Entries on locating named things:
==================================================

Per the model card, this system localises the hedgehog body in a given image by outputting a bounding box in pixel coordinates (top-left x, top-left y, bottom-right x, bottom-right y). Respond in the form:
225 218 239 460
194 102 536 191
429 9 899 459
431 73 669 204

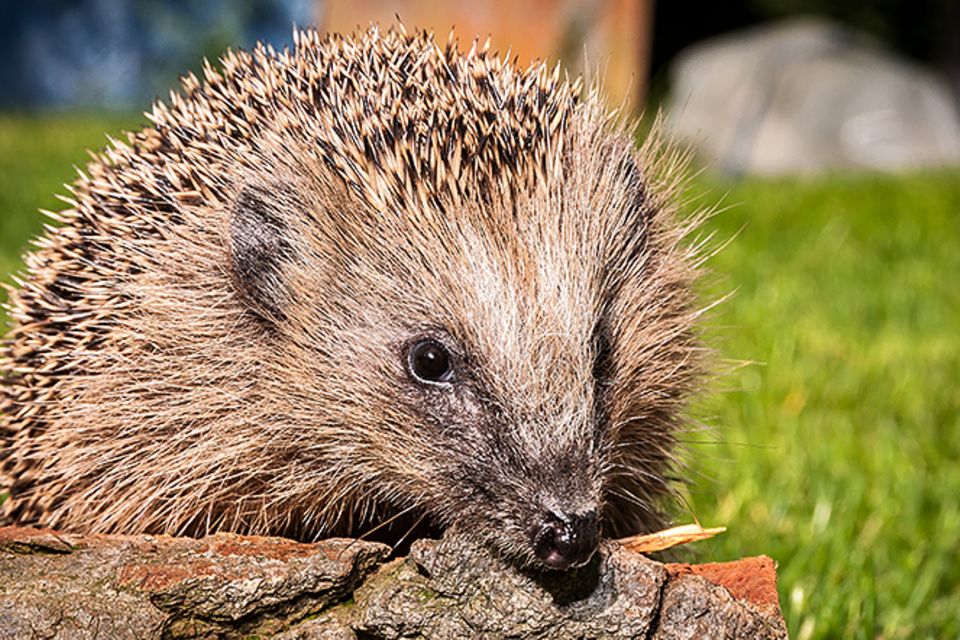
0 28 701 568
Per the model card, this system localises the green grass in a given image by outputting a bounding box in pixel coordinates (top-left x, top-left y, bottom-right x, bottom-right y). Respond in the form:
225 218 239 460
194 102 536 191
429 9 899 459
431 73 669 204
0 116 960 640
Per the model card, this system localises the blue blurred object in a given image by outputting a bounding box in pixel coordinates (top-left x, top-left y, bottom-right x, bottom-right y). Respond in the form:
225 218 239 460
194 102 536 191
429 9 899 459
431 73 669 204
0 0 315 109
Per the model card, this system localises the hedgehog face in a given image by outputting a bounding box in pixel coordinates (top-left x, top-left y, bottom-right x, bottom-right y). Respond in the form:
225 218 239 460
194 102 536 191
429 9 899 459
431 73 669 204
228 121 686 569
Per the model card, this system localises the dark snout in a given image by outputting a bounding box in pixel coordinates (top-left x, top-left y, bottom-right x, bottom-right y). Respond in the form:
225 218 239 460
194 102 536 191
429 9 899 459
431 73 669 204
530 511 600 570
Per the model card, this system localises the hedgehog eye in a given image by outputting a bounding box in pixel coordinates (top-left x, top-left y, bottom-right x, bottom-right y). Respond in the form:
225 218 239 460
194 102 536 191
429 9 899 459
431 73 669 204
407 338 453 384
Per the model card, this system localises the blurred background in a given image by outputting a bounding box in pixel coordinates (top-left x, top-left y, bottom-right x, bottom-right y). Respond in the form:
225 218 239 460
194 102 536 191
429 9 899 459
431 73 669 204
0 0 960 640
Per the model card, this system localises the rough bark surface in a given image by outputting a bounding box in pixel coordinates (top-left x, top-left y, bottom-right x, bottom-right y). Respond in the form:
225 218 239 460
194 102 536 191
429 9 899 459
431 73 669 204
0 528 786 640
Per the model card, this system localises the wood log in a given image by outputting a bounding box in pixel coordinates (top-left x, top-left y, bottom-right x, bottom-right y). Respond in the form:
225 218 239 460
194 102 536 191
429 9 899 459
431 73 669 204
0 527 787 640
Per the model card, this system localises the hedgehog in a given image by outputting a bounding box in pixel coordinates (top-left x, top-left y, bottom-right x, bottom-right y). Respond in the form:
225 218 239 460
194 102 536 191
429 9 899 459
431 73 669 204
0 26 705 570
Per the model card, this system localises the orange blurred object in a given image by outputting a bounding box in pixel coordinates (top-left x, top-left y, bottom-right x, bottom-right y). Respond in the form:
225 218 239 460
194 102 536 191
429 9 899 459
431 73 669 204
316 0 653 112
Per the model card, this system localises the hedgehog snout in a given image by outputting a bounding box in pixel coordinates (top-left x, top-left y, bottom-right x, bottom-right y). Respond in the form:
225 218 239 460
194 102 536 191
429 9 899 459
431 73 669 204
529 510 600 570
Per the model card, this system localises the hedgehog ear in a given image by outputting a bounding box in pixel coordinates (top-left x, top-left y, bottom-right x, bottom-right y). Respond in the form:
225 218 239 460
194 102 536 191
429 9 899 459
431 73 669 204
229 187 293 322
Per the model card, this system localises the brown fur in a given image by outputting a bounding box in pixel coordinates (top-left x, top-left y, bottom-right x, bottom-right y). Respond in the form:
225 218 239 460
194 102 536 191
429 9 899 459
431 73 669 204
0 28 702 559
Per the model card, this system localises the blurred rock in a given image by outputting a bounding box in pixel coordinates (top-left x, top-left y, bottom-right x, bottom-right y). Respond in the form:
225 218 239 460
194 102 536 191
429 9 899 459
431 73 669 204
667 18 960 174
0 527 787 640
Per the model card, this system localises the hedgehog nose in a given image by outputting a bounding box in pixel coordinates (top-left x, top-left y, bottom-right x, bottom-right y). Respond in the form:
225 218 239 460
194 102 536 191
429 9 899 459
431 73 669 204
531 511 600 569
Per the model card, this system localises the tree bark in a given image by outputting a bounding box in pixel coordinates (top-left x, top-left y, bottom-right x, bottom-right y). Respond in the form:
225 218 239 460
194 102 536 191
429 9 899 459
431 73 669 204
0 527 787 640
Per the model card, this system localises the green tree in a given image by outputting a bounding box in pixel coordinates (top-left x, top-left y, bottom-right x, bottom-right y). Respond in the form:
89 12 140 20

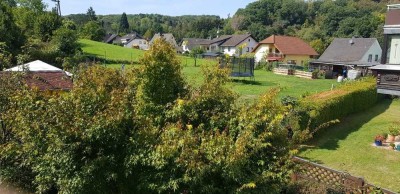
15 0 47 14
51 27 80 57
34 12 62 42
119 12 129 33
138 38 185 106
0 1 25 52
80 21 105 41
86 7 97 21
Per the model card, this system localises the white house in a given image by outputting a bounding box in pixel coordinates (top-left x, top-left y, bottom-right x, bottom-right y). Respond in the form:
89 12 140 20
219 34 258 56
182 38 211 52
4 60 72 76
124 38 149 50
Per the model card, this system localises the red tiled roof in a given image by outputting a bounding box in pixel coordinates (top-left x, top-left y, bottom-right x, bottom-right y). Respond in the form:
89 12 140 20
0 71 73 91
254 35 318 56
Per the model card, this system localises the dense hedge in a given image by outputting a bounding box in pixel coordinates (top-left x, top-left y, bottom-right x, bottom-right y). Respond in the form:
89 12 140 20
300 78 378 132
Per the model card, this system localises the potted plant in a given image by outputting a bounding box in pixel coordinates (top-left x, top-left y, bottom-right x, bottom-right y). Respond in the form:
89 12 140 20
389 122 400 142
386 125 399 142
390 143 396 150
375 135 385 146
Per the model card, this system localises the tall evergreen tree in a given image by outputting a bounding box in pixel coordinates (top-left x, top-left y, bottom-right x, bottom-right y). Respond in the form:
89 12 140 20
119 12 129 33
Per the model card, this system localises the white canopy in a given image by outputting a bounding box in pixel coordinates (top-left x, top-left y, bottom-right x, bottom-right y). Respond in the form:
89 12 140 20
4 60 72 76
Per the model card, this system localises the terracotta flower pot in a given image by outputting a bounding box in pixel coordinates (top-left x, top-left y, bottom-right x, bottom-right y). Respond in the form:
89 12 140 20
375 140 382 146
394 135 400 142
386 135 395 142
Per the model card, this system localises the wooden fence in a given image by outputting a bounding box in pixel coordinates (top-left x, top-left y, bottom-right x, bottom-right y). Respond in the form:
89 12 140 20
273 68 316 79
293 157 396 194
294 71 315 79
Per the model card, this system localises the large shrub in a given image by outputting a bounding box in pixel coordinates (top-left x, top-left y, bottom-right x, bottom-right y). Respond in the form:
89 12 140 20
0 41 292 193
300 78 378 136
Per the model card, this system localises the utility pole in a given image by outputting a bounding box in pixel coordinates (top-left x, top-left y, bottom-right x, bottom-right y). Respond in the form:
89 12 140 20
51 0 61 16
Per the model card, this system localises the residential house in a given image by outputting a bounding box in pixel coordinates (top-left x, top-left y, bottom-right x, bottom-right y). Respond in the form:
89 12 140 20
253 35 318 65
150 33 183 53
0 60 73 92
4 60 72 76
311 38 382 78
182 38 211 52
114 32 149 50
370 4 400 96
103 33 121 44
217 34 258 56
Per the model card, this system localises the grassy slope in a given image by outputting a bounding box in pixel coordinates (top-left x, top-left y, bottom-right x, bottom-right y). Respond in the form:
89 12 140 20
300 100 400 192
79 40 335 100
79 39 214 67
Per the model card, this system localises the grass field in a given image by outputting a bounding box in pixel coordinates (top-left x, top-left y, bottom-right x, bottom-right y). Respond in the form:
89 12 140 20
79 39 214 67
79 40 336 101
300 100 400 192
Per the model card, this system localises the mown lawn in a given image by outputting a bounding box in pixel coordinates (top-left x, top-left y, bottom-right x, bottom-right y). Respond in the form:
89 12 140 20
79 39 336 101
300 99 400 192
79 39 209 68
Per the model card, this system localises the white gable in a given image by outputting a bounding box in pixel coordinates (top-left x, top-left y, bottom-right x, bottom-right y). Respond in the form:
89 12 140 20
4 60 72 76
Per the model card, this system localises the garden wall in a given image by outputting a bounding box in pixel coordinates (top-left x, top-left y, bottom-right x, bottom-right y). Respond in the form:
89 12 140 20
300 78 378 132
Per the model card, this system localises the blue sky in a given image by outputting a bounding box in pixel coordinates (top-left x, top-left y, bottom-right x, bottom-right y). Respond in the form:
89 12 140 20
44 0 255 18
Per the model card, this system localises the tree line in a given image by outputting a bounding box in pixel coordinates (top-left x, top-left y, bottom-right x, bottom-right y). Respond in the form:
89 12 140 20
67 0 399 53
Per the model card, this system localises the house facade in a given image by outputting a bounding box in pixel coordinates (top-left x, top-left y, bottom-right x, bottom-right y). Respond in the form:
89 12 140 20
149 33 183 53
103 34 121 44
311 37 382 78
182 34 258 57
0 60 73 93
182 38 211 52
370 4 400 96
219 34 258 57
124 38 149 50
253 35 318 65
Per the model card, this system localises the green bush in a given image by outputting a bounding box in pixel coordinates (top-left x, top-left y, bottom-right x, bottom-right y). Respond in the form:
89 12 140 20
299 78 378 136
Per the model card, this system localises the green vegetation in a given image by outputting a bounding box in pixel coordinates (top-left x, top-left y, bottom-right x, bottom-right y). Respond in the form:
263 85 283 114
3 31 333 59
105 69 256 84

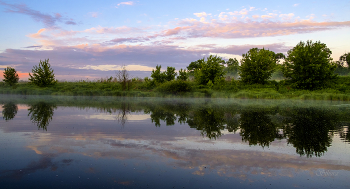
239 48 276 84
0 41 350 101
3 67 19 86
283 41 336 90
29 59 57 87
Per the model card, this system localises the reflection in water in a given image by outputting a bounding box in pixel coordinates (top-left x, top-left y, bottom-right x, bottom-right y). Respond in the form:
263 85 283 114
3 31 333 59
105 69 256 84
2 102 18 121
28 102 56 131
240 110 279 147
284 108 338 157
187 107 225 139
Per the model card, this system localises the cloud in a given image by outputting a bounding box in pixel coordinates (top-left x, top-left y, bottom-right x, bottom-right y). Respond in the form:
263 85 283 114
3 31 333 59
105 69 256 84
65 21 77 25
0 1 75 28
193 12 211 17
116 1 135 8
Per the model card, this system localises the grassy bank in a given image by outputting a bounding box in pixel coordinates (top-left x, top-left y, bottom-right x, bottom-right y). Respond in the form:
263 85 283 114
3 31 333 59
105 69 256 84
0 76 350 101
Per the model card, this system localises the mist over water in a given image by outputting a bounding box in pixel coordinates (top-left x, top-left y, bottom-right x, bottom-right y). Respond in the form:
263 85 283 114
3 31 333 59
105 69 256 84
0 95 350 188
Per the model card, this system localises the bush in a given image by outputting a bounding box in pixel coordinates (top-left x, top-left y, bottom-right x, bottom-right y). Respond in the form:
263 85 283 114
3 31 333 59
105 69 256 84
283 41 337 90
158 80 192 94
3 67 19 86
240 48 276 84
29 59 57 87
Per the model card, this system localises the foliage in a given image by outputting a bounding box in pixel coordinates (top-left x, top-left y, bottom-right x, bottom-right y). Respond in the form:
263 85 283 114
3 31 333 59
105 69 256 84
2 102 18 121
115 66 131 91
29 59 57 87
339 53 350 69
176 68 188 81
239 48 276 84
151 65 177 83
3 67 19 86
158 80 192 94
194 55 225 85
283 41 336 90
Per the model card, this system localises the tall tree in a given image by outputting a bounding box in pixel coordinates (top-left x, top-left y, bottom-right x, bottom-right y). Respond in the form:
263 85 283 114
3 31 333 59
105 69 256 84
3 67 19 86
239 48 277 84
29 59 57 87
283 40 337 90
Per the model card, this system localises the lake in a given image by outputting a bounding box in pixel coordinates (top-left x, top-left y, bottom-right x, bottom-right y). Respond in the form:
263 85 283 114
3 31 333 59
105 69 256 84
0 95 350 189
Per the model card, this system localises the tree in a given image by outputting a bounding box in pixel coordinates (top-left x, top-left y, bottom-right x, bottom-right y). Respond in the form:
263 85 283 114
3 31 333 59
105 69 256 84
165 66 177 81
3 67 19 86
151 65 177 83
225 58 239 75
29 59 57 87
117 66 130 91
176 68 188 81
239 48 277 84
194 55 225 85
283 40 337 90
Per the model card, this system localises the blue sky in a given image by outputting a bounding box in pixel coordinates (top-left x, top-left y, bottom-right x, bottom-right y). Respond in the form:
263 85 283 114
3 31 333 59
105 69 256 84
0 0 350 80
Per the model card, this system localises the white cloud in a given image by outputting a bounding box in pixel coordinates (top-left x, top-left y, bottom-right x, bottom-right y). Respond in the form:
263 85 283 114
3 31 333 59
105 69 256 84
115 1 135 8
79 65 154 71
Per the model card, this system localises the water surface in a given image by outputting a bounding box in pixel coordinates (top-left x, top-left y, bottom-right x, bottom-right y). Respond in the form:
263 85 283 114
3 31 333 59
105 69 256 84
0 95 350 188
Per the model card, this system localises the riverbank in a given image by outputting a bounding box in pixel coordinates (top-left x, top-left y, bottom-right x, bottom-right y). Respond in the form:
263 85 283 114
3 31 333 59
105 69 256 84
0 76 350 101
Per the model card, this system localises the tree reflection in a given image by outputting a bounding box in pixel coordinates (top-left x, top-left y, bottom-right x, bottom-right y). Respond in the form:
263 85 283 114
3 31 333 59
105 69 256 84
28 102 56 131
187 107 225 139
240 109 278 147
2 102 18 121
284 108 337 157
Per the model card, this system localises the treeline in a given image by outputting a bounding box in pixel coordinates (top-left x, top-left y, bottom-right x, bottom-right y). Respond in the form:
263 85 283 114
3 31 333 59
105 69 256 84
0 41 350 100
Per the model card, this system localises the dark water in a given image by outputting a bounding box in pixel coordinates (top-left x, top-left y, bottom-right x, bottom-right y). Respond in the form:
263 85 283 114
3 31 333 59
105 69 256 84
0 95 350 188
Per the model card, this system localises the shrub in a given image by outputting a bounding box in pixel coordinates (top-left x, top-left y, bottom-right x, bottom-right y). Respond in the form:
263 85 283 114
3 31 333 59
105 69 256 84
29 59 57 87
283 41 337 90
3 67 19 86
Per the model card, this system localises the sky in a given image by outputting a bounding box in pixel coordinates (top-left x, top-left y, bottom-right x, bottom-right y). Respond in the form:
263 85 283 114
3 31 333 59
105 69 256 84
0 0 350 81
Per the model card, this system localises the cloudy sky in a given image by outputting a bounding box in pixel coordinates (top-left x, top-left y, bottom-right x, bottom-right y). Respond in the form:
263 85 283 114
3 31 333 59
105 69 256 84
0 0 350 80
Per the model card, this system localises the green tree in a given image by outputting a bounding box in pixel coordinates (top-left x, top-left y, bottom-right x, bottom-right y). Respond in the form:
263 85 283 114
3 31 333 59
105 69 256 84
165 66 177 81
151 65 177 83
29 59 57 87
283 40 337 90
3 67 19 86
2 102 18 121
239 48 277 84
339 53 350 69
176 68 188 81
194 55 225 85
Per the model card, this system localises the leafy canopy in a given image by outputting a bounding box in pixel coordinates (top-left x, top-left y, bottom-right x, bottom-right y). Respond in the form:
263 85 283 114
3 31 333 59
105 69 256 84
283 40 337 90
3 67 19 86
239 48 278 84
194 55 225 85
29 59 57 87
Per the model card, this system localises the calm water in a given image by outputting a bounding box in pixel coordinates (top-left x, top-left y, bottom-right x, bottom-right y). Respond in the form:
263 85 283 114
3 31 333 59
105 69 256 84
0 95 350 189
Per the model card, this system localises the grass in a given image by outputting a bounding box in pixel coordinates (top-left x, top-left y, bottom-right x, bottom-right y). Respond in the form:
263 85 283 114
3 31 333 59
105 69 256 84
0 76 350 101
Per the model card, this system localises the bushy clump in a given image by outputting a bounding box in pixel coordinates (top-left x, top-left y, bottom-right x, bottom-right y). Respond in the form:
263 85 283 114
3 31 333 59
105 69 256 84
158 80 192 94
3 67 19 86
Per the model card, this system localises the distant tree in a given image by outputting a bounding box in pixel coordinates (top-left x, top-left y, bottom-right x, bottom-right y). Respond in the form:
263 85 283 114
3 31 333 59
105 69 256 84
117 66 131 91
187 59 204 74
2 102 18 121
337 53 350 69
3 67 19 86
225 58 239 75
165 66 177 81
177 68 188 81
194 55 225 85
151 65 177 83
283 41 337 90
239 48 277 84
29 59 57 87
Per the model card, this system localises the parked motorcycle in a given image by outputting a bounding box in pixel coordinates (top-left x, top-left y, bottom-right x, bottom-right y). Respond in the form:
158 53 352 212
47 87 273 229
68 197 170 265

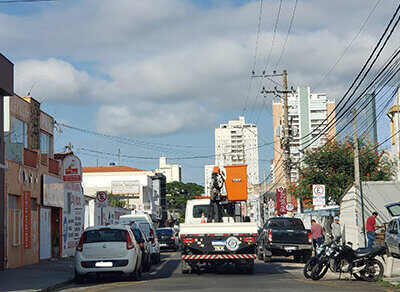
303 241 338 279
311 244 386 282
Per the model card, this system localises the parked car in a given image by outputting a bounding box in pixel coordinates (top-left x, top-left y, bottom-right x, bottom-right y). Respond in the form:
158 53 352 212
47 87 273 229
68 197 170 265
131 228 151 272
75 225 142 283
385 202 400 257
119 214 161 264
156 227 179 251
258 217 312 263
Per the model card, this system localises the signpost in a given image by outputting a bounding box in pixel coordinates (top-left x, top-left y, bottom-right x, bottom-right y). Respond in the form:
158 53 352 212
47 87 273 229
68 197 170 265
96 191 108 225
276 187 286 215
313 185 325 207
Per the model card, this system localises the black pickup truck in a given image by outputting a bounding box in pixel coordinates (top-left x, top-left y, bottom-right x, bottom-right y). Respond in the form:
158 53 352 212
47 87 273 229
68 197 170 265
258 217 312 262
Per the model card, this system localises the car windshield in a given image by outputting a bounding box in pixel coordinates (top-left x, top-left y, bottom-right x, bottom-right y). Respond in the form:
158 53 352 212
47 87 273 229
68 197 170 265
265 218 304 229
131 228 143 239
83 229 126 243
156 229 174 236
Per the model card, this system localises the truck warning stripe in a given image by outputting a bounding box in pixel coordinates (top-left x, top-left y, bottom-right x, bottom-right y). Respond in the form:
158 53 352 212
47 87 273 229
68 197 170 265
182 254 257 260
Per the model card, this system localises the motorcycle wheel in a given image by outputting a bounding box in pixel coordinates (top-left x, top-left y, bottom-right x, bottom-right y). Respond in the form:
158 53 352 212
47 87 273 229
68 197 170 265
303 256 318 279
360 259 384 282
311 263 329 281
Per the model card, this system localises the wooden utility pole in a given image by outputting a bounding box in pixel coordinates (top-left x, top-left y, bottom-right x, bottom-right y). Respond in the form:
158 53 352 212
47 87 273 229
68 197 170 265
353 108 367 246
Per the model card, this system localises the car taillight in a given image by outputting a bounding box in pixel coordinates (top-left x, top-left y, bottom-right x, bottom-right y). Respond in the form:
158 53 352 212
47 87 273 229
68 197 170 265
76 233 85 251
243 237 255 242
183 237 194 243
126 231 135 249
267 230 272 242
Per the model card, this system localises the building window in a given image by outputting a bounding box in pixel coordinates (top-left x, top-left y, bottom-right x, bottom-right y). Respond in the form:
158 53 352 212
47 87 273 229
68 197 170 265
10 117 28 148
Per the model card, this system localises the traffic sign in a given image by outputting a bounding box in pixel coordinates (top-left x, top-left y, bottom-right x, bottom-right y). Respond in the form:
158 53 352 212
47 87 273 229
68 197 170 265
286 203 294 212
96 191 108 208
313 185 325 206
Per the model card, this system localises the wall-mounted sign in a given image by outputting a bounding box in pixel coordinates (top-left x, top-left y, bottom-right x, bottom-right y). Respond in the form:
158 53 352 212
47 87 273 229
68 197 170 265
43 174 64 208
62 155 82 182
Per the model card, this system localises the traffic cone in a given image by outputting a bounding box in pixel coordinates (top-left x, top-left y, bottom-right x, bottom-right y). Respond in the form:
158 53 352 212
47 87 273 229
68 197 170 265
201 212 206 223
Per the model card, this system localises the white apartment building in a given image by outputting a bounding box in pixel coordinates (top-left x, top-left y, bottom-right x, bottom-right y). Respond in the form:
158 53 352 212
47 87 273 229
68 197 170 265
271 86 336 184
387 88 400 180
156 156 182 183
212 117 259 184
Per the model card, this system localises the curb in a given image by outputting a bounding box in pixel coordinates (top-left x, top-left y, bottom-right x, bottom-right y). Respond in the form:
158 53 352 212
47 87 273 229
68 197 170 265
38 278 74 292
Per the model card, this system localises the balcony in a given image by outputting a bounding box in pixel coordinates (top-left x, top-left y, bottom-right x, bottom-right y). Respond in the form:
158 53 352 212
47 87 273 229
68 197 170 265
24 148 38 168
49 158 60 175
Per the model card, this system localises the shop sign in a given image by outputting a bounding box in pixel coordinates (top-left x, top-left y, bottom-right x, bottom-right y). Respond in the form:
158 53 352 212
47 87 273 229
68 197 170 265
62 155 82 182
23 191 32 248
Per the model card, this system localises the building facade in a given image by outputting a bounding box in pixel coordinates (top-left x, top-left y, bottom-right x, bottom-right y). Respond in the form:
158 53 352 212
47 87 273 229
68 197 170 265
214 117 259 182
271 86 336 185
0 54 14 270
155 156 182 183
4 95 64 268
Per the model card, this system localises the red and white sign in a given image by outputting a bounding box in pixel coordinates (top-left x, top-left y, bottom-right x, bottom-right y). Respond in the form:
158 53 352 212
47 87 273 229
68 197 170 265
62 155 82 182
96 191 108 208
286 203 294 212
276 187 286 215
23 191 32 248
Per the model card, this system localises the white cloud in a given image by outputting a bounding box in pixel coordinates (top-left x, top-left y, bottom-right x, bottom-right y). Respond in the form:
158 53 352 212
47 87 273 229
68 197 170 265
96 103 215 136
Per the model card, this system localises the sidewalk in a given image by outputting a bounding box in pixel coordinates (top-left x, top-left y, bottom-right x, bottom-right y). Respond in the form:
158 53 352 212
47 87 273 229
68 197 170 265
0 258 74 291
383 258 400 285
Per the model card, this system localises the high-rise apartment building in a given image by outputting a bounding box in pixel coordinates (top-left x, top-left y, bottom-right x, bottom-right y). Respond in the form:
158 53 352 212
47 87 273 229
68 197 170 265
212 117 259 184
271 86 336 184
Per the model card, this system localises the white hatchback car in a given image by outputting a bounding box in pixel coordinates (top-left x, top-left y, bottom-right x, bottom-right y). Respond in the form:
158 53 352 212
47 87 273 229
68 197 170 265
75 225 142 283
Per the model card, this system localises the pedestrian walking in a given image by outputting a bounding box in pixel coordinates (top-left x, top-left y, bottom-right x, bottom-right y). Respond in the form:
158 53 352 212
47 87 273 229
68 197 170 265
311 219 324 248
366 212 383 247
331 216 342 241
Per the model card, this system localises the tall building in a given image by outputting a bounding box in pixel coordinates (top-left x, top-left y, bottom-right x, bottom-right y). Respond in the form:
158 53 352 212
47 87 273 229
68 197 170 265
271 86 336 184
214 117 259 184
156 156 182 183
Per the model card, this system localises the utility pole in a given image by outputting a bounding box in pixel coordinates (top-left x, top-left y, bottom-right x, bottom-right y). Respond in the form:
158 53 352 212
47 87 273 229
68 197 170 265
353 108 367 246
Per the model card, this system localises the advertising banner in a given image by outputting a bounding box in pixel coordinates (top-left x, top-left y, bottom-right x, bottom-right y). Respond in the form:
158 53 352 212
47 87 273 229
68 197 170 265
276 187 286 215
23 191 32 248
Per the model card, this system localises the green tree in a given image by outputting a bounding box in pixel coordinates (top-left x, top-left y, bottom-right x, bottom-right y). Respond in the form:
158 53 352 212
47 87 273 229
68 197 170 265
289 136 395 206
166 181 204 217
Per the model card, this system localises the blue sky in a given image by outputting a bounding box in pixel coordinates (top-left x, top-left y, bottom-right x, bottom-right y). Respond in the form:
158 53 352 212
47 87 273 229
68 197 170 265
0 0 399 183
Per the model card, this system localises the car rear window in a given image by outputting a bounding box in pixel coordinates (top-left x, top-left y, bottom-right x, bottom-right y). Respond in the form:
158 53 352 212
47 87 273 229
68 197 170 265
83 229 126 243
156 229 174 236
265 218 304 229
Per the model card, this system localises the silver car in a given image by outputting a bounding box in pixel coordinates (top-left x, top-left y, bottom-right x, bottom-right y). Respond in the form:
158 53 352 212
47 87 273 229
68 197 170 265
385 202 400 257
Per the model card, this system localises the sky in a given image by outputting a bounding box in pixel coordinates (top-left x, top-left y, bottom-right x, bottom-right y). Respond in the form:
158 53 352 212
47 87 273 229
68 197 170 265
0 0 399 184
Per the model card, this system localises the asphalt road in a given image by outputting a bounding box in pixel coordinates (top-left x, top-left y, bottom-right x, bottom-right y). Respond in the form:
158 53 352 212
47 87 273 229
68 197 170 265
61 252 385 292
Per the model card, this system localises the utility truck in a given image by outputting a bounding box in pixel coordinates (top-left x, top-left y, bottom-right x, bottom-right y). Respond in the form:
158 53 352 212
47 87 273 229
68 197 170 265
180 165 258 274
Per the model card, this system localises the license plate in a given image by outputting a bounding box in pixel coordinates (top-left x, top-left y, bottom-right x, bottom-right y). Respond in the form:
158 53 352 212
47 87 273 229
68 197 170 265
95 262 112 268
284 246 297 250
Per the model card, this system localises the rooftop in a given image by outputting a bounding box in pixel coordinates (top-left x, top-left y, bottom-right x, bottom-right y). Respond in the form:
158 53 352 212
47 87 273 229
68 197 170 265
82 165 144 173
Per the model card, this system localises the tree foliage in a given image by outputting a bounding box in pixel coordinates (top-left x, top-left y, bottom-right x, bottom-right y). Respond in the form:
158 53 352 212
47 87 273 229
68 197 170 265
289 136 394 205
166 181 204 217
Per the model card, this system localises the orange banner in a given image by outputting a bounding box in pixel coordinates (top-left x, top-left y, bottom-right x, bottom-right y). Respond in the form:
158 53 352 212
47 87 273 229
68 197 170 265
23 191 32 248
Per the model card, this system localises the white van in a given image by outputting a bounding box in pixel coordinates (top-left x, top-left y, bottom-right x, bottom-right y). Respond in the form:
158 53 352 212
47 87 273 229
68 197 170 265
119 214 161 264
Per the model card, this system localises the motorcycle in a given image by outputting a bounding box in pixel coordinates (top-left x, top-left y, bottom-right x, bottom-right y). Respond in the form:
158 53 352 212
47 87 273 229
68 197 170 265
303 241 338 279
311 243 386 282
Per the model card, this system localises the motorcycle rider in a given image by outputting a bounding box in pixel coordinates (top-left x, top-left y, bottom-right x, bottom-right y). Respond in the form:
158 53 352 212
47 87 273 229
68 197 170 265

==================================================

Exercise directions: Reproduce the rows word for word, from the very beginning through the line that contains "0 0 315 109", with that line included. Omit the pictures.

Expected answer:
Per the model card, this system localises the hedgehog body in a given image by outputting a bounding box in pixel coordinates (top-left x, top-left y, bottom-right x, bottom-right y). Respond in the form:
225 218 239 460
194 102 536 191
429 9 899 459
431 73 669 204

0 28 701 568
Per the model card, this system localises the green grass in a given image by outputting a bounding box in pixel coordinates (top-left x, top-left y, bottom-right x, bottom-right y). Respond in the form:
225 218 239 460
194 102 536 191
429 9 899 459
431 73 669 204
0 116 960 640
Per the model card, this system localises the blue blurred object in a given image by outputting a bounding box in pixel coordinates (top-left x, top-left y, bottom-right x, bottom-right y). Respond in the form:
225 218 239 460
194 102 536 191
429 9 899 459
431 73 669 204
0 0 315 109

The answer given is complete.